_Compiti da svolgere_
A - Ricopia dal testo sulle carceri italiane il tratto che va da "Grazie alla Legge" fino a "reintegrazione attraverso l’impresa.".
B - Prosegui il testo sulle carceri italiane dopo la sua ultima frase.

_Sezione di testo_
^^^^

Grazie alla Legge Smuraglia, le imprese che assumono detenuti o ex detenuti possono beneficiare di sgravi fiscali. “Il carcere non è un mondo chiuso – ha ribadito Santocono – ma una risorsa per un’economia più inclusiva e sostenibile”. Le esperienze di lavoro dietro le sbarre sono state raccolte nel volume fotografico “Liberiamo le produzioni”, che testimonia le possibilità di reintegrazione attraverso l’impresa.

La Giudecca è anche un laboratorio sociale particolare: la lunga durata delle pene consente percorsi formativi solidi. Emblematico il progetto che ha visto alcune detenute diventare guide museali durante la Biennale Arte 2024, accogliendo oltre 220.000 visitatori nel padiglione “Con i miei occhi”.

Mentre si celebrano queste esperienze di reinserimento positivo, il XXI Rapporto di Antigone, presentato a Roma, lancia l’allarme sulla condizione dei giovani detenuti in Italia. Al 30 aprile 2025, i minori reclusi erano 611, con un aumento del 54% in due anni. Un’escalation contenuta solo dal Decreto Caivano, che ha introdotto il trasferimento punitivo degli over 18 nei carceri per adulti: 189 trasferimenti nel 2024, l’80% in più rispetto al 2022.

^^^^

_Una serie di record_
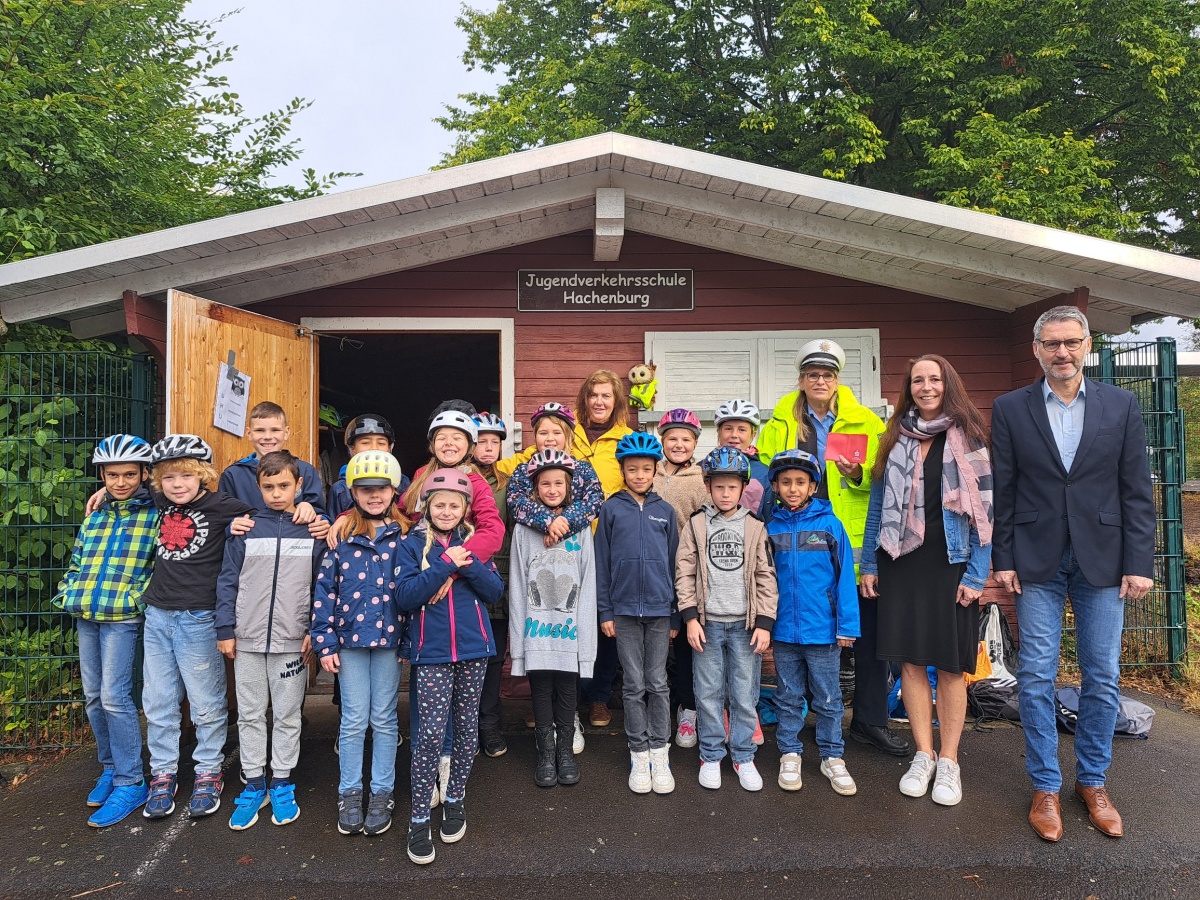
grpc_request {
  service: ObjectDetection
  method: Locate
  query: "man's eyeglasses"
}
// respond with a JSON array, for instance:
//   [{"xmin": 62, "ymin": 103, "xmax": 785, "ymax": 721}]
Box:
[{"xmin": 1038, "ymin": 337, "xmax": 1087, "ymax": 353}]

^^^^

_Risultati_
A -
Grazie alla Legge Smuraglia, le imprese che assumono detenuti o ex detenuti possono beneficiare di sgravi fiscali. “Il carcere non è un mondo chiuso – ha ribadito Santocono – ma una risorsa per un’economia più inclusiva e sostenibile”. Le esperienze di lavoro dietro le sbarre sono state raccolte nel volume fotografico “Liberiamo le produzioni”, che testimonia le possibilità di reintegrazione attraverso l’impresa.

B -
Ma la misura ha interrotto percorsi educativi fondamentali, aumentando il rischio di recidiva. Oggi 9 Istituti Penali per Minorenni su 17 risultano sovraffollati: a Treviso si sfiorano il doppio dei detenuti rispetto alla capienza, mentre a Milano e Cagliari si tocca il 150%. Il governo ha promesso nuovi istituti, ma nel frattempo ha “trasformato” una sezione del carcere per adulti della Dozza di Bologna in carcere minorile, pur mantenendo le stesse strutture e logiche detentive.

Un carcere minorile dentro un carcere per adulti: l’emblema di una riforma incompiuta che rischia di vanificare gli sforzi di reinserimento, proprio mentre alcune realtà carcerarie mostrano con forza quanto il lavoro e la fiducia possano cambiare il destino delle persone.